OBJECTIVE A
The passage on elementary row operations says a row may only be scaled by a non-zero number. Why?
OBJECTIVE B
List every line of the rows that contains the word "wooden".

PASSAGE
So our first strategy is this:
(1) If the linear system is already in echelon form (EF), then great! We can repeatedly back-substitute and solve the system easily.
(2) If the linear system is not already in echelon form, perhaps "manipulate" it somehow so it becomes a system in echelon form, and then solve.
But we have to careful. What do we mean by "manipulate"? We need to do it in a way such that **the solution of the system is preserved**. The manipulated system may look different, but it shall have the **same solution set** in order for this to be useful and correct.
What sort of manipulations can we do to achieve this? These are the **elementary row operations**, which there are three:
(1) **Swap.** Swapping a pair of rows of equations. We denote $$
(R_{i}) \leftrightarrow (R_{j})
$$to mean we swapped row $i$ with row $j$.
(2) **Non-zero scaling.** Scale (multiply) a row of equation by a **non-zero** scalar $k$. We denote this as $$
(R_{i}) \to k (R_{i})
$$to mean we have multiplied row $i$ by some $k \neq 0$. It is important that we scale with a non-zero number, because multiplying by zero to a row effectively removes that row, hence possibly changing the problem!
(3) **Replacement.** We replace a row by adding a multiple of a **different** row to it. We denote this as $$
(R_{i}) \to (R_{i}) + k(R_{j})
$$to mean to the $i$-th row, we add to it a $k$-multiple of row $j$ onto it, where $i \neq j$. It is important that we used a different row, because if we add a $-1$ copy of a row to itself, we get zero!
Each of these elementary row operations will preserve the solution set of a linear system, Also, each of these elementary row operations is **reversible**, that once we applied one of them, we can undo its effect (by applying another appropriate elementary row operation).
Again, note the goal is to apply these operations to produce an echelon form, to which we can back-substitute to solve each variables.
For example, let us solve this following system for unknown $x,y,z$ using this idea: $$
\left\{
\begin{array}{}
3x & + & 2y & - & 2z & =3 \\
2x & + & 4y & + & z & =1 \\
5x & - & y & + & 4z & =2
\end{array}
\right.
$$We can, say, apply $(R_{1})\to \frac{1}{3}(R_{1})$ first, we get $$
\left\{
\begin{array}{}
x & + & \frac{2}{3} y & - & \frac{2}{3}z & =1 \\
2x & + & 4y & + & z & =1 \\
5x & - & y & + & 4z & =2
\end{array}
\right.

Location annotation dataset excerpts

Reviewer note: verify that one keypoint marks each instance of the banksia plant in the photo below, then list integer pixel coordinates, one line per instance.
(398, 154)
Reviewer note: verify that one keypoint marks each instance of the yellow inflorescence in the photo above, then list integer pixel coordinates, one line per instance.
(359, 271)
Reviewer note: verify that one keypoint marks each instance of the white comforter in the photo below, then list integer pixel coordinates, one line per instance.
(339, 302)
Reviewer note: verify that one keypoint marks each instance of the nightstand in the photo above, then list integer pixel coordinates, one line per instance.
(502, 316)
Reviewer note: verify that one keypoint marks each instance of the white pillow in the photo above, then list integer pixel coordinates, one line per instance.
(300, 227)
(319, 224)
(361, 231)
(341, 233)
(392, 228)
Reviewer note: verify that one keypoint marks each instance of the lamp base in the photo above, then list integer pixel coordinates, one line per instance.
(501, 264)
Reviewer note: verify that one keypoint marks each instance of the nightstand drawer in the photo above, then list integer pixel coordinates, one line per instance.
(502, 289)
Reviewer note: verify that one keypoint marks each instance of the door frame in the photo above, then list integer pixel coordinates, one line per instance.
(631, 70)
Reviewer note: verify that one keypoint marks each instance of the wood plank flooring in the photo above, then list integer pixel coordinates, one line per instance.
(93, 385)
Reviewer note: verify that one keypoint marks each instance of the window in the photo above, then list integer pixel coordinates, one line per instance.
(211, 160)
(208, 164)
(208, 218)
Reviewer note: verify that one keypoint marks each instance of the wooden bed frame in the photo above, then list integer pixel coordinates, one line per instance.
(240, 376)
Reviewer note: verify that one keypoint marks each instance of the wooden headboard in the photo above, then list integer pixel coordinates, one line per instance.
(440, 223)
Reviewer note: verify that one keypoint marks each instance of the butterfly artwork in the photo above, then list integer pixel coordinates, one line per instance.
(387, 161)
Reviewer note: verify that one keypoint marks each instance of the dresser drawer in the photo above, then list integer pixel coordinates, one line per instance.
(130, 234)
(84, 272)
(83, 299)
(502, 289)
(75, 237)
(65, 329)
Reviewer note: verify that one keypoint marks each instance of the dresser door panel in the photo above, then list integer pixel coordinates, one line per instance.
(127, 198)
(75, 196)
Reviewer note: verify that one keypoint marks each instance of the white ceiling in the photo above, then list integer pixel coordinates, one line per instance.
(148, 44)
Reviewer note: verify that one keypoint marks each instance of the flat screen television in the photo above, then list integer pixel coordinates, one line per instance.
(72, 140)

TASK ANSWER A
Multiplying a row by zero effectively removes that row, which may change the problem.

TASK ANSWER B
Reviewer note: verify that one keypoint marks each instance of the wooden bed frame in the photo above, then list integer pixel coordinates, one line per instance.
Reviewer note: verify that one keypoint marks each instance of the wooden headboard in the photo above, then list integer pixel coordinates, one line per instance.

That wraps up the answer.